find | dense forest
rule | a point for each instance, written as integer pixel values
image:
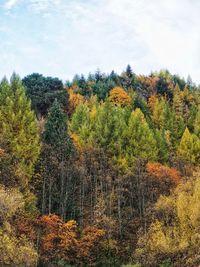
(100, 171)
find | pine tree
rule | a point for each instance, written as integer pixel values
(139, 140)
(18, 128)
(56, 164)
(178, 102)
(186, 147)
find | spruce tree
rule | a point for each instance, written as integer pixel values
(18, 129)
(139, 141)
(186, 148)
(56, 162)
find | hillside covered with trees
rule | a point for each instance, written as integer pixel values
(100, 171)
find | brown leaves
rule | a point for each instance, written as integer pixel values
(119, 97)
(164, 174)
(60, 240)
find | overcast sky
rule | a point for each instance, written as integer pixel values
(64, 37)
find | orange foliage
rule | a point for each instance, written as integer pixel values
(59, 240)
(75, 99)
(2, 152)
(149, 83)
(163, 173)
(88, 245)
(119, 97)
(152, 101)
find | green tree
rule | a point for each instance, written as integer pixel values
(43, 91)
(18, 129)
(139, 141)
(56, 165)
(188, 147)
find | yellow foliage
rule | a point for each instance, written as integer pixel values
(119, 97)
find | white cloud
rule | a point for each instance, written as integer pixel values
(9, 4)
(80, 36)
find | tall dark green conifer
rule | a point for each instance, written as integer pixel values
(55, 167)
(18, 130)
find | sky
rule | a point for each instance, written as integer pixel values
(60, 38)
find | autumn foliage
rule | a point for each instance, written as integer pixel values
(62, 241)
(119, 97)
(164, 174)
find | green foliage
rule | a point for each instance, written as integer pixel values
(15, 250)
(139, 141)
(18, 129)
(189, 147)
(43, 91)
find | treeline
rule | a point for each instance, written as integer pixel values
(101, 171)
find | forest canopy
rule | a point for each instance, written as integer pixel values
(100, 171)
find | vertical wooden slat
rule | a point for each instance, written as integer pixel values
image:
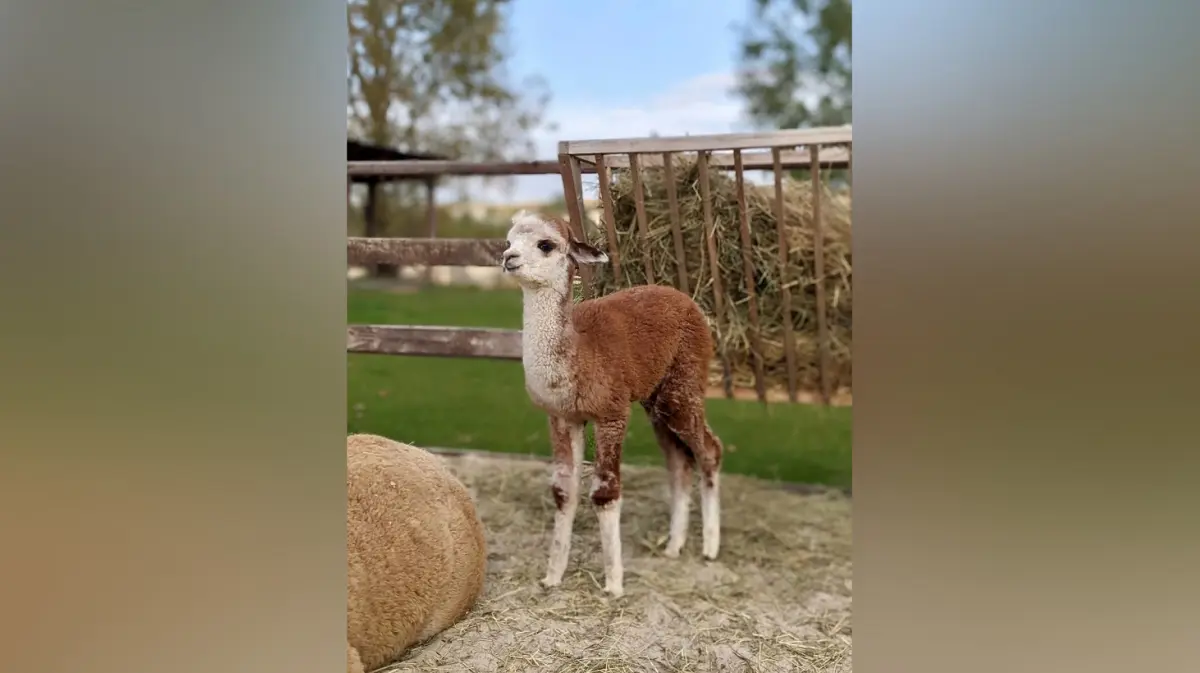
━━━━━━━━━━━━━━━━━━━━
*Exercise instructions*.
Transcribe all of the lines above verbatim, omitting the pictures.

*Exercise solution*.
find | dense forest
rule | a point for each instance, written as integer pixel values
image:
(100, 171)
find | pine tree
rule | a point for each instance, written as integer pixel values
(139, 140)
(18, 128)
(56, 164)
(178, 102)
(186, 147)
find | spruce tree
rule | a point for each instance, written as integer pixel values
(18, 129)
(139, 141)
(186, 148)
(56, 162)
find | hillside covered with trees
rule | a point for each instance, written as integer pixel values
(100, 171)
find | brown leaves
rule | a point for each instance, written as integer pixel values
(119, 97)
(164, 174)
(60, 240)
find | overcast sky
rule | a point for each instance, written as integer pixel values
(64, 37)
find | orange foliage
rule | a point for each instance, written as integer pixel values
(59, 240)
(75, 99)
(2, 152)
(149, 83)
(163, 173)
(88, 245)
(119, 97)
(152, 101)
find | green tree
rule | a point for each instance, written as integer pixel values
(43, 91)
(18, 129)
(139, 141)
(56, 165)
(188, 147)
find | yellow foliage
rule | a point for each instance, written as integer pixel values
(119, 97)
find | white cloud
rule | a point for each instance, written as integer pixel values
(9, 4)
(80, 36)
find | tall dark green conifer
rule | a point for each instance, written as integer pixel values
(55, 167)
(18, 130)
find | sky
rule | a point for each instance, written as integer pixel values
(60, 38)
find | autumn foliage
rule | a point for each instance, written as integer pixel values
(62, 241)
(119, 97)
(164, 174)
find | green foliage
rule | a point for each instance, written as integer pixel values
(15, 250)
(139, 141)
(18, 129)
(189, 147)
(43, 91)
find | treeline
rule | a point for each instance, written as integer pixel values
(101, 171)
find | forest canopy
rule | a point for each instance, written as integer pixel values
(100, 171)
find | vertical wooden slat
rule | a point for each instance, written as integer pixel values
image:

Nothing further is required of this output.